** Begin Passage provided **

The report was titled the National Balance Sheet. And if you have a morbid fascination for this sort of stuff (as I do), it’s incredibly illuminating.
The figures can be interpreted in one of two ways. An optimist would say we’re rich. Despite the dire economy, net wealth grew by over 3% for the year ending 2011.
But the realists among you will be sceptical. And you have every right to be, in my opinion. Let’s take a look at the accounts...
Are we really this rich?
The following chart shows how the UK’s net wealth has seen fantastic growth since 1987. As you can see, the latest financial crisis was but a blip.
UK Total Net Worth 1987-2011
Source: Office for National Statistics
But what, exactly, is this wealth?
Well, it turns out it’s mostly housing. Of today’s near £7trn of wealth, housing accounts for about £4bn. Add in ‘other buildings and structures’ – which amount to over £1.5trn – and you’ll see that most of our wealth amounts to property.
As for real wealth, that is productive capacity, ‘plant and machinery’ comes in at well under £500bn.
Now, don’t get me wrong, I like property – both as an investment and a place to live. But we know that property values are cyclical. They are dependent on debt and interest rate cycles. And right now our national wealth is heavily dependent on the changing interest rate cycle.
That leaves financial wealth – all those stocks and bonds we own. Surely as a nation we must have an awful lot of these assets?
Well no. We can’t consider that real wealth either. Here’s why...
Financial wealth is an illusion
I’ve said this before, but I suspect many readers didn’t believe me – financial wealth is illusory.
Every investment you own is a promise to deliver something, sometime in the future. If you buy a corporate bond, that company has to make good on its promise to pay you back. If you buy a stock in that company, your claim is not as reliable.
Now these promises might be very valuable to you as an individual, but they even out when you are looking at the balance sheet of a nation. This is an important concept, so let me re-iterate in the words of the ONS:
“Financial assets comprise means of payment, financial claims, such as loans, and economic assets which are close to financial claims in nature, for example shares. Each financial asset has an equivalent liability, with the exception of monetary gold and special drawing rights.”

** End Passage provided **

** Work instructions **
[A] Answer these from the passage on the UK's National Balance Sheet, one line each:
(i) By how much did net wealth grow for the year ending 2011?
(ii) What figure does 'plant and machinery' come in at?
(iii) Which two financial assets does the ONS name as having no equivalent liability?
[B] Sum up the passage on the UK's National Balance Sheet in two sentences.
[C] Write the next part of the passage on the UK's National Balance Sheet, picking up after its final sentence.

** Begin Available data **

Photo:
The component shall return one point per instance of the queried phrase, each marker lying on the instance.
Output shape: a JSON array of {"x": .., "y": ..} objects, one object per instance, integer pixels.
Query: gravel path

** End Available data **

** Solved tasks **
[A]
(i) By over 3%.
(ii) Well under £500bn.
(iii) Monetary gold and special drawing rights.

[B] The National Balance Sheet shows UK net wealth growing by over 3% in the year ending 2011, but most of that wealth is property, whose values are cyclical and depend on debt and interest rate cycles. Financial wealth cannot be counted as real wealth either, because every financial asset except monetary gold and special drawing rights has an equivalent liability, so these claims even out on a nation's balance sheet.

[C]
Looking at it from that point of view, financial assets are merely a tool for allocating the spoils of wealth. They are not real wealth.
The point I want to make is that if, as a nation, we hit hard times, then you should be prepared for some changes to how your financial assets work for you. The government may find they need to bend the rules on your promissory notes. And in a way, it’s already begun….
An exclusive report from The Right Side
"Bankrupt Britain?"
The massive gap in government finances
You don’t need me to tell you that the zero interest rate policy of the Bank of England is sapping your wealth. But believe me, matters could get a lot worse.
Take a look at this chart. It shows the government’s share of the nation’s balance sheet…
Central Government Net Worth 1987-2011
Source: Office for National Statistics
And what a shocking chart it is! The chart covers exactly the same period as the one I just showed you – you know the one that said we were getting richer and richer.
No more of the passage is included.